___ DATA IN THIS EXERCISE

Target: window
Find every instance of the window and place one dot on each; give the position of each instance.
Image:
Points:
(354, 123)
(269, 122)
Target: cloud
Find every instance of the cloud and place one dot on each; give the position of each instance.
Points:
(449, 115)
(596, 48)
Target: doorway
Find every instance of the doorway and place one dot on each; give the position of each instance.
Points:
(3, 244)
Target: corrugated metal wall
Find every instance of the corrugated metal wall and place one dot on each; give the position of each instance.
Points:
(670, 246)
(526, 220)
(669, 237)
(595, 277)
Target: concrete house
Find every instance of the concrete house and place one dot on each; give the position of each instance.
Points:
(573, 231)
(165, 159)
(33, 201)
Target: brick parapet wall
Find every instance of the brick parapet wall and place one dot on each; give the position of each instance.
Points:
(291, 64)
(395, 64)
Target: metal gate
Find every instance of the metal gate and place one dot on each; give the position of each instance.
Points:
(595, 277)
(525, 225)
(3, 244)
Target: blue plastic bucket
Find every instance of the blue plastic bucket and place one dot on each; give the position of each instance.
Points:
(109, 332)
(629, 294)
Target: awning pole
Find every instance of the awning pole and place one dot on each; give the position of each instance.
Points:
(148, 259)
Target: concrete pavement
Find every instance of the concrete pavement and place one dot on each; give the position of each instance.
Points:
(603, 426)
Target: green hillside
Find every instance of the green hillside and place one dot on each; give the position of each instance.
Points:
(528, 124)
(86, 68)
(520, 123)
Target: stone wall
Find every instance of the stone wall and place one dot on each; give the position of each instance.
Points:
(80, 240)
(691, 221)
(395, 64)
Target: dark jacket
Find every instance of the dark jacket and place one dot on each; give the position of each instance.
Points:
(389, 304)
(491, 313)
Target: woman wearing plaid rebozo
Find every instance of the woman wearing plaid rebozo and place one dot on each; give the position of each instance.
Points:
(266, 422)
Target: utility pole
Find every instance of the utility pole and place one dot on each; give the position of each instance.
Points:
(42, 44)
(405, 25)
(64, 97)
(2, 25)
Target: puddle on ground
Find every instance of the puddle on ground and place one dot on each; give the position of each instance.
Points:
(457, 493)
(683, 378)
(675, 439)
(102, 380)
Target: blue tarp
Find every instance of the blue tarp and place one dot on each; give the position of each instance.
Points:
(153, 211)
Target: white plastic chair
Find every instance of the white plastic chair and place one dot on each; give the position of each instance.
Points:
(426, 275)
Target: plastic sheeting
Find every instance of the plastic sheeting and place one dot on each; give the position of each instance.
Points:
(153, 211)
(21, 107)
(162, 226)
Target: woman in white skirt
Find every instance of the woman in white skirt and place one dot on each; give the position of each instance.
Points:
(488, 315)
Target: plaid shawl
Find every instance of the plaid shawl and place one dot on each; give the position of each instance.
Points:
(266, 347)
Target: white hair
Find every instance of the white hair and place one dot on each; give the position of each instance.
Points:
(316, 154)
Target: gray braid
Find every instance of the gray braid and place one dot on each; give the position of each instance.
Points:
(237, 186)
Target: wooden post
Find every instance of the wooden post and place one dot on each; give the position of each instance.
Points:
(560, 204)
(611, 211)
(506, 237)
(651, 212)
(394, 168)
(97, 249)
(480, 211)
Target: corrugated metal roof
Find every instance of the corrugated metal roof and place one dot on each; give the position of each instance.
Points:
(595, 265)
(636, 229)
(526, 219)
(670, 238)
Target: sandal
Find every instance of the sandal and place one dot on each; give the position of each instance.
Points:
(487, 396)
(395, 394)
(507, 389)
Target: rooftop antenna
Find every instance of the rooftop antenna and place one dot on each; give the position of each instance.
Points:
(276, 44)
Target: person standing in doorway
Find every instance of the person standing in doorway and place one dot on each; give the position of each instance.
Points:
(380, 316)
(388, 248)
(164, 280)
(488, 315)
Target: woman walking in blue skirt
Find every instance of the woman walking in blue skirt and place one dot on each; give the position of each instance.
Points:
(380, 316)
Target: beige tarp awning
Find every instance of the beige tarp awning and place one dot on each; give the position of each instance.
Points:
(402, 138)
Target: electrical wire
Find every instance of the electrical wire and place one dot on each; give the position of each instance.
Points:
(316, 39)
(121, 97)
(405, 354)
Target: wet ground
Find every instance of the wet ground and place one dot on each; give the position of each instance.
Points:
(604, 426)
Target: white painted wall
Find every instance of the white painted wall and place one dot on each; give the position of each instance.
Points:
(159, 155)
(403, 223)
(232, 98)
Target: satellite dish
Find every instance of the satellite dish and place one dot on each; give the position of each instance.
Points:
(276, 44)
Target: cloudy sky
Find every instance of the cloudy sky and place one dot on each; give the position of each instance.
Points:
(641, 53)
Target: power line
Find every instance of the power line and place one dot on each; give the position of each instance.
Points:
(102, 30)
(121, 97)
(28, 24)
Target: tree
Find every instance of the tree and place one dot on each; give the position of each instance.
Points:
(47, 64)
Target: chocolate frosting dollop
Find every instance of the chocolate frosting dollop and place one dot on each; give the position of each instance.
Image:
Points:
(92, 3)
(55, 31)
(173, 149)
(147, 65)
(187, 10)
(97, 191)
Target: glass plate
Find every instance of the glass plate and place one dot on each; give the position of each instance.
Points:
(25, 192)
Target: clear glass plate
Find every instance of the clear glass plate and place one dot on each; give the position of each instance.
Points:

______

# [YOUR GOAL]
Repeat word for word the lines running from the line containing "Target: white painted wall" to the end of the entries above, inclusive.

# [EXERCISE SOLUTION]
Target: white painted wall
Find every instance of the white painted wall and place one dot on each; give the position of each instance.
Points:
(159, 155)
(403, 223)
(232, 98)
Target: satellite dish
Find every instance of the satellite dish and place one dot on each; give the position of each instance.
Points:
(276, 44)
Target: cloudy sky
Find every instance of the cloudy sky and place one dot on each; give the position of each instance.
Points:
(641, 53)
Target: power line
Find every instance of the power line and place one dot on each; give the position of each instance.
Points:
(102, 30)
(121, 97)
(28, 24)
Target: tree
Find every instance of the tree and place one dot on each; give the position of each instance.
Points:
(47, 64)
Target: chocolate frosting dollop
Find every instance of the chocolate frosting dollop and place one dot on each; give the position of each instance.
Image:
Points:
(92, 3)
(55, 31)
(173, 149)
(147, 65)
(187, 10)
(97, 191)
Target: glass plate
Find every instance of the glass plate and place one dot on each; give the position of each instance.
Points:
(25, 192)
Target: clear glass plate
Find every instance of the clear glass plate and place one dot on each; give the position of each instance.
Points:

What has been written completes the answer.